The anniversary of Robert Abela’s two years in office has seen billboards sprout up to celebrate it. Centred in large fonts, against a simple background of muted colour, one reads “Unity” (għaqda); another, “Decisions” (deċiżjonijiet).
It’s left up to our imaginations to sort out what kind of unifying, decisive leader he’s been. It’s not even clear whether the billboards are boasting of his leadership of government or Labour. Maybe that, too, is up to us.
As prime minister, he has boasted that, say what you like about the decisions he’s taken, he hasn’t been afraid to take them. If that’s all there was to decisions — taking them, irrespective of what they are — then no decision would be difficult. You could just roll the dice.
Besides, which decisions has he taken, as prime minister, that did not take short term advantage over long term gain? Deciding on massive amounts of Covid-related financial aid, and on business-restricting, health-related measures will have been genuinely stressful. But there were models to follow all around Europe.
Following these models, Abela’s government got a lot right. But if Abela was seriously concerned about the rising national debt as a result of pandemic-related aid, he hasn’t shown it. He has continued to green-light other massive expenditures that the National Audit Office has flagged as maladministration at best.
The massive budget miscalculations mean that the government overspent by over a billion euros last year. It will need to borrow over another billion for this year. And that’s based on the conservative budgetary estimates that, so far, have underestimated the problem.
The debt isn’t just due to Covid-related expenditure. Our decisive prime minister has almost doubled the money given to Steward Health Care, which took over the deal covering the corrupt hospital giveaway. It appears that no negotiations are taking place with Steward, despite Abela’s early insistence that Steward would have to abide by its contract to the letter.

• • • • •

### TASK REQUIREMENTS:
a. In the piece on Robert Abela, by how much did the government overspend last year?
b. Repeat the piece on Robert Abela word for word, everything from "As prime minister, he" down to "roll the dice.".

• • • • •

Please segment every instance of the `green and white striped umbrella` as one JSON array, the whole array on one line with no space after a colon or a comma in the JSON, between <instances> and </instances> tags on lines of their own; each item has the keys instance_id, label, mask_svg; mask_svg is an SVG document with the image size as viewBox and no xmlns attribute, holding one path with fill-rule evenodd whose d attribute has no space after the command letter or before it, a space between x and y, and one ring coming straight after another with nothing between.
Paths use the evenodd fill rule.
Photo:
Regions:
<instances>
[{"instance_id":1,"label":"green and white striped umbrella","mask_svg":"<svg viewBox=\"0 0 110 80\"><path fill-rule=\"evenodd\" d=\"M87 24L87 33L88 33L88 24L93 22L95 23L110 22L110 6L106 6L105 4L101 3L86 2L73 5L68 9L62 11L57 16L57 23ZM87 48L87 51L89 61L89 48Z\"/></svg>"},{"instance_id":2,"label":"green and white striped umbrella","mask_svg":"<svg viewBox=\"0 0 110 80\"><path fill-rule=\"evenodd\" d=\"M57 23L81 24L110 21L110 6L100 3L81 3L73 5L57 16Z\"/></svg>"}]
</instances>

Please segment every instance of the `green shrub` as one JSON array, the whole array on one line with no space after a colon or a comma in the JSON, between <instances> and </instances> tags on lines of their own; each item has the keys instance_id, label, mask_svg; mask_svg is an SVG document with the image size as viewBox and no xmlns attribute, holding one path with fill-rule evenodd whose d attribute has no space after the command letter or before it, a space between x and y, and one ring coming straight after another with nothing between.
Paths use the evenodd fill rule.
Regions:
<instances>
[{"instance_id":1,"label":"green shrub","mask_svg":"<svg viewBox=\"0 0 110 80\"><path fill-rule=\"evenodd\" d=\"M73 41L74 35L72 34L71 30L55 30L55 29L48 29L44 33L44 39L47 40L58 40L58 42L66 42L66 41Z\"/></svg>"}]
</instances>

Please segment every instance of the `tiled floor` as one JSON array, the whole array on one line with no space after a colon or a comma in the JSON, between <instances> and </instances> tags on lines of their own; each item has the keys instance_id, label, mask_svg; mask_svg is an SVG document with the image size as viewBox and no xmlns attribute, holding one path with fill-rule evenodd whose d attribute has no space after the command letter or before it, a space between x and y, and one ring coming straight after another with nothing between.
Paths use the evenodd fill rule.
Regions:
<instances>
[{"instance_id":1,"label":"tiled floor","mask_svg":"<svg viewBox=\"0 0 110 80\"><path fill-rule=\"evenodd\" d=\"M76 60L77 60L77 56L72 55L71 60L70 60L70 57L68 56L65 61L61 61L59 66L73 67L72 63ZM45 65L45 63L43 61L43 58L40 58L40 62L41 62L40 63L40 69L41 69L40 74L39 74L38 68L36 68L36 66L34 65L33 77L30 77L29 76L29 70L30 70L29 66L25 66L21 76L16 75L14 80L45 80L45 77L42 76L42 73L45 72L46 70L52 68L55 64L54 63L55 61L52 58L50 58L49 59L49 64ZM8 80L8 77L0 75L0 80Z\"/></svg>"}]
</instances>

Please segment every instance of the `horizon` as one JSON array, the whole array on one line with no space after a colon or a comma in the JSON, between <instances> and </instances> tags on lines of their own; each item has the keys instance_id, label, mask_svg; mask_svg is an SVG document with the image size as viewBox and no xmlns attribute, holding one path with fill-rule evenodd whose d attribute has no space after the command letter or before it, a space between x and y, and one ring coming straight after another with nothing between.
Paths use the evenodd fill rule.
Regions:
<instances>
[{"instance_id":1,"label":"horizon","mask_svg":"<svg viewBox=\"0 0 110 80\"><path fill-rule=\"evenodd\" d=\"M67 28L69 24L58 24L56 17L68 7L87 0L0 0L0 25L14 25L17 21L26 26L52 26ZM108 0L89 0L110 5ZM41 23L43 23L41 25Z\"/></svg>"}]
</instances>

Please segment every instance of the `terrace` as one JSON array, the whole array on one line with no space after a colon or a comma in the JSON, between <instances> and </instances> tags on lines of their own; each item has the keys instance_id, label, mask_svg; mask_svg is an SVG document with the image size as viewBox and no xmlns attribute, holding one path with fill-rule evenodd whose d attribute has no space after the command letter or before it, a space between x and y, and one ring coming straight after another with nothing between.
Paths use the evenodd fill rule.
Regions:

• • • • •

### RESPONSES IN ORDER:
a. By over a billion euros.

b.
As prime minister, he has boasted that, say what you like about the decisions he’s taken, he hasn’t been afraid to take them. If that’s all there was to decisions — taking them, irrespective of what they are — then no decision would be difficult. You could just roll the dice.